* **Action item**
Your answer should hold each line of the material that contains the word "target".

-------- Material for this task --------

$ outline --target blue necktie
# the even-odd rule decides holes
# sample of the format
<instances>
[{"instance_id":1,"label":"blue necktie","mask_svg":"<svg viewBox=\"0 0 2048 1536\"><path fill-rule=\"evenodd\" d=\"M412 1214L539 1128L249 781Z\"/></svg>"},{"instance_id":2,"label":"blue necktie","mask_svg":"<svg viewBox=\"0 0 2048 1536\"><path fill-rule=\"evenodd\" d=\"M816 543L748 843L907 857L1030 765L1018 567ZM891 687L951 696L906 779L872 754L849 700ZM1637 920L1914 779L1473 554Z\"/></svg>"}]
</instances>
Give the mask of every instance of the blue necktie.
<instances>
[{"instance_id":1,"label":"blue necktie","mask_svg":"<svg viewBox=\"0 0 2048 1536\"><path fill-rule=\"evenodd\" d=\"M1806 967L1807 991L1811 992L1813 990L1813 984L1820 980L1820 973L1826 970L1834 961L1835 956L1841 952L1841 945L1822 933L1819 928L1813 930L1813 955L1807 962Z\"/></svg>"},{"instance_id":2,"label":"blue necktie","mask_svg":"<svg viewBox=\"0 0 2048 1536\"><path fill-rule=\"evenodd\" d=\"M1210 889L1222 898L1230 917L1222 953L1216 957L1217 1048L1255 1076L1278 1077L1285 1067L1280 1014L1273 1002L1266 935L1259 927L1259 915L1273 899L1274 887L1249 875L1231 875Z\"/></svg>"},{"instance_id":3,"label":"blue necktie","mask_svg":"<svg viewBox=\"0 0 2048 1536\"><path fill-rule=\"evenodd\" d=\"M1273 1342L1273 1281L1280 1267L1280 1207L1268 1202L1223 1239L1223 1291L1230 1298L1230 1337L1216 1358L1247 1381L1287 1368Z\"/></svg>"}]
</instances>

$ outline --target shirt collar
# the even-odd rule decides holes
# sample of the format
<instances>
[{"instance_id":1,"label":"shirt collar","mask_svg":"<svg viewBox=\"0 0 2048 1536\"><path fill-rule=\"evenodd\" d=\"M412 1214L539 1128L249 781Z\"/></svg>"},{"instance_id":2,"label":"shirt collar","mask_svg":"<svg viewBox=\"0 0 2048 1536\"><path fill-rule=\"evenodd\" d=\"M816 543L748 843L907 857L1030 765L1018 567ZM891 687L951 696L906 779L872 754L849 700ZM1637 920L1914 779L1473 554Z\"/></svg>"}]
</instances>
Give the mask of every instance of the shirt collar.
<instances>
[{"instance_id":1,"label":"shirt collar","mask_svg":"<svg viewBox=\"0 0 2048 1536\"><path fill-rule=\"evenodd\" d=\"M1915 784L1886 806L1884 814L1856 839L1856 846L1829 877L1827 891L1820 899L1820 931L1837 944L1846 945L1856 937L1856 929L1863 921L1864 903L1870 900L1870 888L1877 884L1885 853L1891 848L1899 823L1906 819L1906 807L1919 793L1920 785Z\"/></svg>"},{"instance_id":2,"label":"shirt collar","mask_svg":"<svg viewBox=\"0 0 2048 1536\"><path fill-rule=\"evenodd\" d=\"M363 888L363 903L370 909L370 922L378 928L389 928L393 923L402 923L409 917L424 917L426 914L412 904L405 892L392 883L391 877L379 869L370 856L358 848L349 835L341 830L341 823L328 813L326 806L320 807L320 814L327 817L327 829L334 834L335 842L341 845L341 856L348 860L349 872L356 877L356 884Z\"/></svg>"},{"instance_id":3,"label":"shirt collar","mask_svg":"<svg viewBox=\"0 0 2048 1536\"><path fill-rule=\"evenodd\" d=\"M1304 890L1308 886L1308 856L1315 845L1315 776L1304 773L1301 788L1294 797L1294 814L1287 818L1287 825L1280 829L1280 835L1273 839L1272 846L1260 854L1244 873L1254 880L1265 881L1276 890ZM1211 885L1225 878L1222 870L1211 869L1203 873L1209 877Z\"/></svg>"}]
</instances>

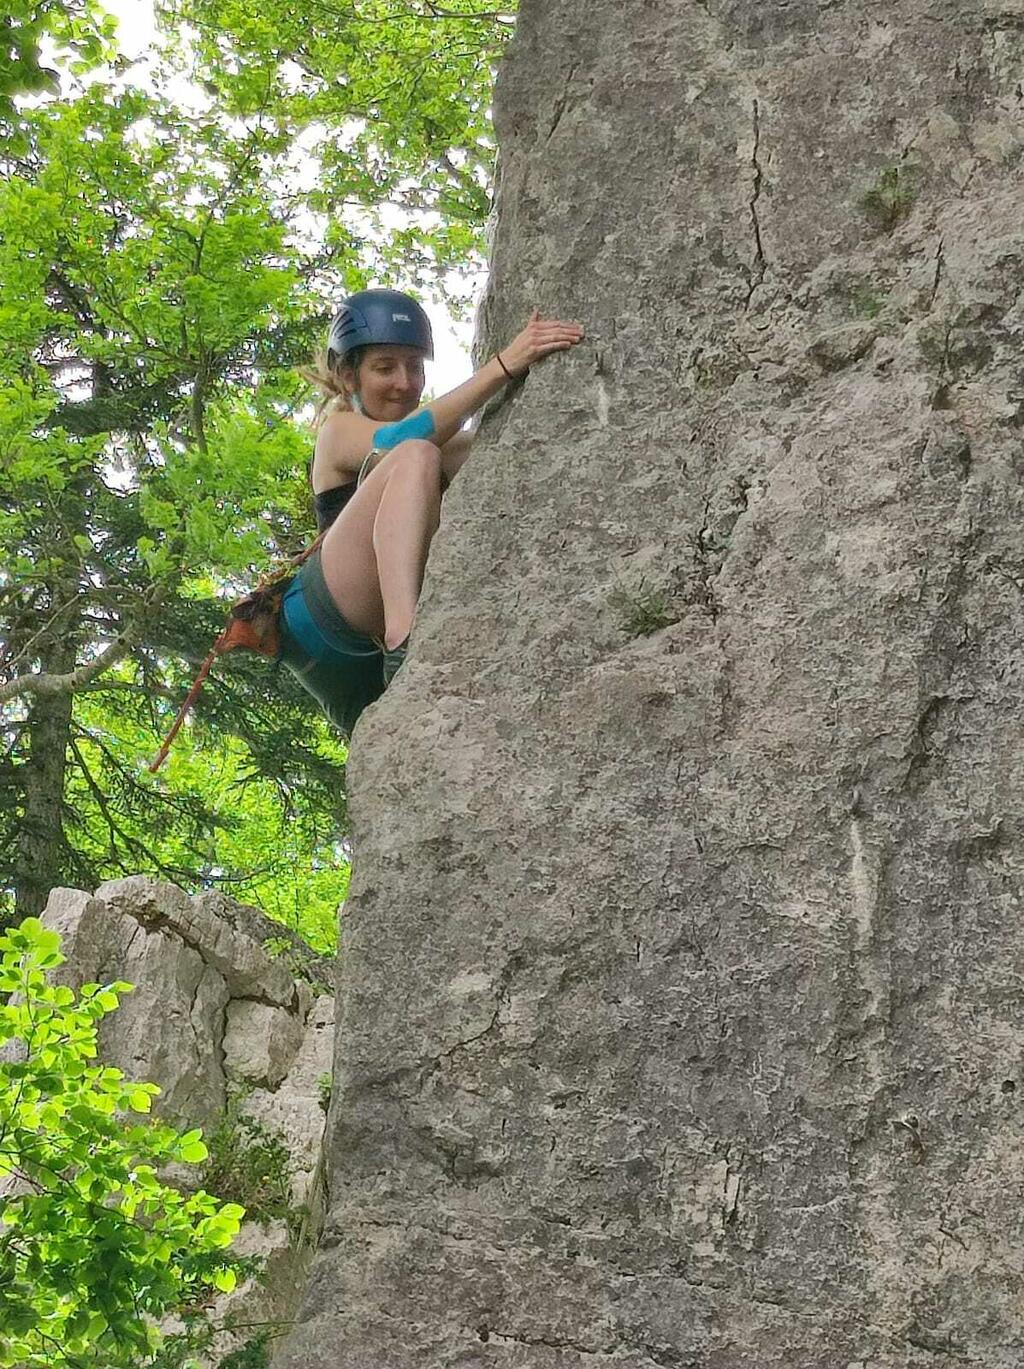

--------

* **Completed exercise**
$ outline --target blue necktie
$ outline --target shirt collar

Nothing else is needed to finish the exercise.